Source passage |
◇ ◇ ◇

As Sr. Joan notes, in the homily he preached on the feast of the Assumption to LCWR members, Archbishop Sartain focused on a Mary who is "'quiet,' 'docile,' submits herself over and has no 'desire or a need to figure things out ... or resolve them to her own personal satisfaction.'" The archbishop's Mary--his icon for women religious--is "a passive receptacle of what she understands to be the Word of God."
But as Sr. Joan points out, there's another way to read the gospel testimony about the formative role Mary played in the early Christian community, and this is how many Catholic religious women (and layfolks) now read the story of Mary--and so there's a serious disconnect between the silent, obedient, submissive Mary imposed from above by the hierarchy, and the Mary many of us hear speaking to us in the gospel texts down at the bottom rungs of the church. At its base on which the top rests . . . .
That Mary of the gospel narrative questions the announcement of the angel that she's to be the mother of the messiah. She's involved in a dialog with the angel in which her active response--and not her passivity--is the point of the dialog.
Then, having had her dialog with the angel and having given her assent to the angel's message, Mary heads not to the high priests of the temple, to a rabbi, to her father, or to Joseph to discuss what has happened to her. She visits another woman, her cousin Elizabeth. And she follows Elizabeth's counsel as she journeys down the spiritual path on which she has set her feet by accepting the invitation of the angel.
The Mary we encounter in these stories is a woman who does not sit passively and silently by as she waits for orders to be handed to her by male authority figures. Her non-passive role in the formation of the first Christian community is underscored at the wedding feast at Cana, when she herself gives orders--to her son Jesus, no less--to provide wine for the guests. Her centrality--the centrality of her active role in forming the first community of faith--to the church from its formation forward is underscored after this at Pentecost when she and the other women among Jesus's followers are anointed by the Spirit to be disciples.

◇ ◇ ◇

Listed entries |
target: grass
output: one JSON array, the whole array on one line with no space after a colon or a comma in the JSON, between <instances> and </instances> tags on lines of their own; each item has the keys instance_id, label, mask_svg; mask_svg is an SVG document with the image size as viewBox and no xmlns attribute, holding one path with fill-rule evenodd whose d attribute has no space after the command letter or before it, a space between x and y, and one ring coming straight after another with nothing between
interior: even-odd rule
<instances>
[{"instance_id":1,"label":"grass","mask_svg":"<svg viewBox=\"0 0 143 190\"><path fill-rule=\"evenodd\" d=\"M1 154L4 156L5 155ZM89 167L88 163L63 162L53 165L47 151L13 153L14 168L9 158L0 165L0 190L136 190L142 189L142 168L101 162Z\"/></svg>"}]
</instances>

◇ ◇ ◇

Work instructions |
1. Answer these questions using the passage on Mary:
(a) On which feast did Archbishop Sartain preach the homily to LCWR members?
(b) Whom does Mary visit after her dialog with the angel?
(c) At what event does Mary give orders to Jesus to provide wine for the guests?
2. Extend the passage on Mary with the next part, starting after its final sentence.
The items have no connection to the passage on Mary.

Solved tasks |
1.
(a) The feast of the Assumption.
(b) Her cousin Elizabeth.
(c) The wedding feast at Cana.

2.
Sr. Joan concludes:
No, the Mary not mentioned in this homily on the Assumption [i.e., the one given by Archbishop Sartain to LCWR] was a woman not intimidated into the Incarnation, not beholden to male answers, not shy about giving directions about what should be done, not without a high sense of personal responsibility, and not one bit in doubt about her place in the hierarchy of the church.
Here, too, I find hope for the renewal of my church, in addition to the hope Eugene Kennedy finds in Francis's dismantling of a clerical system centered on narcissistic ambition and not pastoral acumen. The spirituality and theology of Catholic women who refuse to hand over their very selves, their authentic selves in which their spirituality and ministry are deeply rooted, to a system demanding blind obedience is a powerful corrective to the narcissism of a clerical system that rewards priests for identifying themselves with the church in such a way that they lose sight of their authentic selves. And of their compassion. And of the pastoral impulse that should be at the very heart of their choice to be priests.
Pope Francis spoke a mouthful when he said that we need a theology of women. I sincerely hope that he and others concerned about the serious corruption now built into our church via clericalism very soon find ears to hear what faithful religious women like Sr. Joan Chittister are saying to the church.